### Records for the exercise
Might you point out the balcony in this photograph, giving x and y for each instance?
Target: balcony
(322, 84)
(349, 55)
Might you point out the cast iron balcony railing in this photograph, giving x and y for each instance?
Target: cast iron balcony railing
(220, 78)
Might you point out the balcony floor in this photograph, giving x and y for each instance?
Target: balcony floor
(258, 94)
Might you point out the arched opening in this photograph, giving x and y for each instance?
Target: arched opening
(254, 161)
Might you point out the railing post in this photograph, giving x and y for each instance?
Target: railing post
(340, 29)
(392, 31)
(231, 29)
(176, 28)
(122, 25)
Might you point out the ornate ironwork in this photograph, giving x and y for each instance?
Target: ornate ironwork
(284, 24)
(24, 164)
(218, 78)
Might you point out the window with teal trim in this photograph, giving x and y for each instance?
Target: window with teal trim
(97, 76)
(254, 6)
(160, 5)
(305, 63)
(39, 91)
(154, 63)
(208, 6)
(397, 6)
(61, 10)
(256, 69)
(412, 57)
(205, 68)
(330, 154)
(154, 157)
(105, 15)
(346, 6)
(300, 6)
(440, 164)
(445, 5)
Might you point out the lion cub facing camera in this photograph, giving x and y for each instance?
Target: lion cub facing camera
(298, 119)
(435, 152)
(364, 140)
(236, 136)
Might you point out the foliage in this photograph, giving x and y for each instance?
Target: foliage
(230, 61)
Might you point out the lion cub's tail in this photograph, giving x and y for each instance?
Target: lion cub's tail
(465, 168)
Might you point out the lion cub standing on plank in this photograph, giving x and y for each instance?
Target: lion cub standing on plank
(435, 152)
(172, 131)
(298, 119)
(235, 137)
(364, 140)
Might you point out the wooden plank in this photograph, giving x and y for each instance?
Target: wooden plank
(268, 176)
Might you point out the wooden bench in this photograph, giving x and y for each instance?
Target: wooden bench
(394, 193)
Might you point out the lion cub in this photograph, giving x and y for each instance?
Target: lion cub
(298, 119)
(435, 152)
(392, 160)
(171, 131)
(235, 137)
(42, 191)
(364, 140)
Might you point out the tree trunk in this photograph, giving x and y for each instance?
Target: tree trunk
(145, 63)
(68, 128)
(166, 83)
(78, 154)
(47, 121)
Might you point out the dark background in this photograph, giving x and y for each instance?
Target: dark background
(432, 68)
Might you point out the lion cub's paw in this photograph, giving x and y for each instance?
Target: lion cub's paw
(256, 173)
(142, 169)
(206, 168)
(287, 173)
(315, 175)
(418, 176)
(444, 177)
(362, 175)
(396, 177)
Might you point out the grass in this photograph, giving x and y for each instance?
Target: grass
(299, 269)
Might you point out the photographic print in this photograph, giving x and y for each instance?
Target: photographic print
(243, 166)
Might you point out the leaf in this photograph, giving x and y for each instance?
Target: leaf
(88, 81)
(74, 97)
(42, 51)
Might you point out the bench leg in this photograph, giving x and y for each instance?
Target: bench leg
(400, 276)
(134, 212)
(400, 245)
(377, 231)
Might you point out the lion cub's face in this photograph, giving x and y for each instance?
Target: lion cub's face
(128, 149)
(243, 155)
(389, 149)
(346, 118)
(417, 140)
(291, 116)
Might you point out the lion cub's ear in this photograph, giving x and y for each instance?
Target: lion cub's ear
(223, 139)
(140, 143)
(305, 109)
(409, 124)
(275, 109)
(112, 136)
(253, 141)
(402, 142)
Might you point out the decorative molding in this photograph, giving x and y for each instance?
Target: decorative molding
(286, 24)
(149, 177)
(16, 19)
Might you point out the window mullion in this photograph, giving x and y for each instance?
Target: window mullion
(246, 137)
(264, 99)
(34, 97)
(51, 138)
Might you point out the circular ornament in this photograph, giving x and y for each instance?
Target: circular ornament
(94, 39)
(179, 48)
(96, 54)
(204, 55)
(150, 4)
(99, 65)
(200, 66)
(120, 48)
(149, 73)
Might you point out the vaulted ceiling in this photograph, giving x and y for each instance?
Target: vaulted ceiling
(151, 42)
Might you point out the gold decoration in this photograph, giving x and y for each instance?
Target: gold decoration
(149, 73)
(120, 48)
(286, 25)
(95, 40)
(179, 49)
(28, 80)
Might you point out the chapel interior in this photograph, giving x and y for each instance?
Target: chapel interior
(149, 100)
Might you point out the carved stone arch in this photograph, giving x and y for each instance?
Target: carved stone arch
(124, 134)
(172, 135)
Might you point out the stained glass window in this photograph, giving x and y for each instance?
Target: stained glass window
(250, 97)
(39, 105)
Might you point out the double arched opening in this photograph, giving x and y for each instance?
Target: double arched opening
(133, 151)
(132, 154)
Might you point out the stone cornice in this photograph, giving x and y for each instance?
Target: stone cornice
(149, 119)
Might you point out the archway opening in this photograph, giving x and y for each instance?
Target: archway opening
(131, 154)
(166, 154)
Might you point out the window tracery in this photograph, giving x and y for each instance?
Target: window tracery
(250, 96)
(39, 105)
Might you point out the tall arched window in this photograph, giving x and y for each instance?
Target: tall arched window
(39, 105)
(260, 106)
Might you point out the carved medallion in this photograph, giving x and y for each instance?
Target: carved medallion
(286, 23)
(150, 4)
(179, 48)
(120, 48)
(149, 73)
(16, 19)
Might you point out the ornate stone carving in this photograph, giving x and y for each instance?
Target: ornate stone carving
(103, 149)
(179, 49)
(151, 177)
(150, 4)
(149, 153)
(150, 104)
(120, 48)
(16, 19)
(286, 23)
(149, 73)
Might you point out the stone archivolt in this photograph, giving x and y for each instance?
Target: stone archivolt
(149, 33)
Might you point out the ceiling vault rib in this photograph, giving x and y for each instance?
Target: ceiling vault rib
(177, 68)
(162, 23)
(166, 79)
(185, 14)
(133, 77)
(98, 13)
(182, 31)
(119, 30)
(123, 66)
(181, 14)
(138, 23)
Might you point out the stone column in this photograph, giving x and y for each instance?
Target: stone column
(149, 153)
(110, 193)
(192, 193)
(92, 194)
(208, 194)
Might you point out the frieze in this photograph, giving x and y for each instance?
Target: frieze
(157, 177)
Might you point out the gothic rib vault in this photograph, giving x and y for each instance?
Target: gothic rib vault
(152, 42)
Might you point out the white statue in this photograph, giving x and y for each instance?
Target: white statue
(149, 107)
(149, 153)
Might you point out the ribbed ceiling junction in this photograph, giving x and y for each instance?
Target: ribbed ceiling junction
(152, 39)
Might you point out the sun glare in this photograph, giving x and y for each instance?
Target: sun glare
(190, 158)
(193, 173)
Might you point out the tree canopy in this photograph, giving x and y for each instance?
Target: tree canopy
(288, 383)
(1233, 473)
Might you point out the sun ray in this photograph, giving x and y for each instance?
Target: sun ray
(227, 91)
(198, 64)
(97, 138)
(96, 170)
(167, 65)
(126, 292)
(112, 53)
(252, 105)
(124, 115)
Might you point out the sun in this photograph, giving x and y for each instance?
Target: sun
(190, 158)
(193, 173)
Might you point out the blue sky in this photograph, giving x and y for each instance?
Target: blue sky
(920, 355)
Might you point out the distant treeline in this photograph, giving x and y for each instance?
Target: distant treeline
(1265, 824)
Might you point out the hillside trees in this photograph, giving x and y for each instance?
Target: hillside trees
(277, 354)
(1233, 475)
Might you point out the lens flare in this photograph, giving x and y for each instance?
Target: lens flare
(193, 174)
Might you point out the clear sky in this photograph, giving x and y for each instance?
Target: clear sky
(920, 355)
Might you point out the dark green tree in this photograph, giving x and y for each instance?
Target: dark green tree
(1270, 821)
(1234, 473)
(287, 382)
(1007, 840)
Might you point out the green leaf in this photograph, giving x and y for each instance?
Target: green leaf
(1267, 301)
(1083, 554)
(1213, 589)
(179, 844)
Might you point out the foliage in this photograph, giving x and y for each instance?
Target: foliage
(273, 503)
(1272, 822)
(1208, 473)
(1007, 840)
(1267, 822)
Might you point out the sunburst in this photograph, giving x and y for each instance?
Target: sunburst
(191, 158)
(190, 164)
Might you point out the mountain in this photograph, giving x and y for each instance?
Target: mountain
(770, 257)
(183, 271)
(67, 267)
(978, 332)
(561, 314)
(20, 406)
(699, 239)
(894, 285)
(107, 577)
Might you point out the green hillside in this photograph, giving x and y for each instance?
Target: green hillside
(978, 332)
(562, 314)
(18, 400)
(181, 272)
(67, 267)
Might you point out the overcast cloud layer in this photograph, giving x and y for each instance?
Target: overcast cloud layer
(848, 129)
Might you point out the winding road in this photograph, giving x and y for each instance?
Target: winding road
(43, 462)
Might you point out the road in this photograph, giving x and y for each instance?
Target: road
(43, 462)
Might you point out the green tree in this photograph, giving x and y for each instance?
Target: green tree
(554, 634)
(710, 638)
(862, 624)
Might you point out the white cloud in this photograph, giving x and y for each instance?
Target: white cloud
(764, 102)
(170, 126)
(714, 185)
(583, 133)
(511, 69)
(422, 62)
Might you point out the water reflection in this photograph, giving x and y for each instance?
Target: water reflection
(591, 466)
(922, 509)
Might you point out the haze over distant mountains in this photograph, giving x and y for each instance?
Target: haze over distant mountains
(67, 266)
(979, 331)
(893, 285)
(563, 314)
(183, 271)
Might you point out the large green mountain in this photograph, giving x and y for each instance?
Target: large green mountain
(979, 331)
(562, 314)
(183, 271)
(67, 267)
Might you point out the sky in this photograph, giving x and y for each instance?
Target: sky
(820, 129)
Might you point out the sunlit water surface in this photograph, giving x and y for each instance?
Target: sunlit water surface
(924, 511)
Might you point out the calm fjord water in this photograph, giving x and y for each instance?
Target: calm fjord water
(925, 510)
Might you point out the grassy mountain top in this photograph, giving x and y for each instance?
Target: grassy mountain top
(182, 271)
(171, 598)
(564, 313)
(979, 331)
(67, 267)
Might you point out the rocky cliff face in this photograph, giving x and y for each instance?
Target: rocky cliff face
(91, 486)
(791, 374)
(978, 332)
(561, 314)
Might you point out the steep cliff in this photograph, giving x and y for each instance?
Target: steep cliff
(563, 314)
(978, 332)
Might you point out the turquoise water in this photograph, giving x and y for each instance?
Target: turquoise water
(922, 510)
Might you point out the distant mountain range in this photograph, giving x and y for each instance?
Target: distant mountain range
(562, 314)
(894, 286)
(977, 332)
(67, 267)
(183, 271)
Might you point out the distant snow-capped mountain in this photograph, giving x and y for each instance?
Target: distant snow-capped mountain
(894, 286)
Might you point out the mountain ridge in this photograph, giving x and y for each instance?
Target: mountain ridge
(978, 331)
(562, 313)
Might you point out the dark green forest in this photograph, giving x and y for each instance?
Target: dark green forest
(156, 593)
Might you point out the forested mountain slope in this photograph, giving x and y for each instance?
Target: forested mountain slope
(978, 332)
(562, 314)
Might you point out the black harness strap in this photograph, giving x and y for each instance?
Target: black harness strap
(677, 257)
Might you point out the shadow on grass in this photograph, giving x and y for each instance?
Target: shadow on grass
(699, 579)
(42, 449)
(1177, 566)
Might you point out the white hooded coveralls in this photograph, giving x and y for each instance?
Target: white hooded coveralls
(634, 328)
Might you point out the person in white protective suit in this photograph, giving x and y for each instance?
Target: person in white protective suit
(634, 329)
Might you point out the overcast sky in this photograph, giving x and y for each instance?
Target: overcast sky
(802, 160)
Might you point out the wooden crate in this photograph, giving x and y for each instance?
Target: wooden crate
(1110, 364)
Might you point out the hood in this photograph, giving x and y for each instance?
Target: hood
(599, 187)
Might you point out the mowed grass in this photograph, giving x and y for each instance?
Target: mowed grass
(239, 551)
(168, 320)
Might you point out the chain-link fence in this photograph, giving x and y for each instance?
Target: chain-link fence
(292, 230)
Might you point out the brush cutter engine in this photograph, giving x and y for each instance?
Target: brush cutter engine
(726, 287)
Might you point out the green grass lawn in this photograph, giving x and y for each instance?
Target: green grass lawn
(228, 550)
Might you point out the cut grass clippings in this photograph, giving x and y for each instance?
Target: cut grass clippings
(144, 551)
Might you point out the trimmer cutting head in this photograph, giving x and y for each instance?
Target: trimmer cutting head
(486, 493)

### What is asked
Locate the line that contains "Might you point out the chain-link". Repeat it and every line after it, up to and including the final line, exactly.

### Task output
Might you point out the chain-link fence in this photograph, giving x and y for each instance?
Target: chain-link fence
(292, 230)
Might you point out the brush cutter engine in this photograph, giving x and y for each instance?
Target: brush cutter engine
(726, 287)
Might you point out the green grass lawn in this photograph, giving x and y for each instance?
Target: green grass lawn
(228, 550)
Might you point out the cut grass clippings in this photograph, giving x and y for each instance?
Target: cut grass clippings
(144, 551)
Might you point out the trimmer cutting head in this photograph, giving x and y for each instance?
Target: trimmer cutting head
(486, 493)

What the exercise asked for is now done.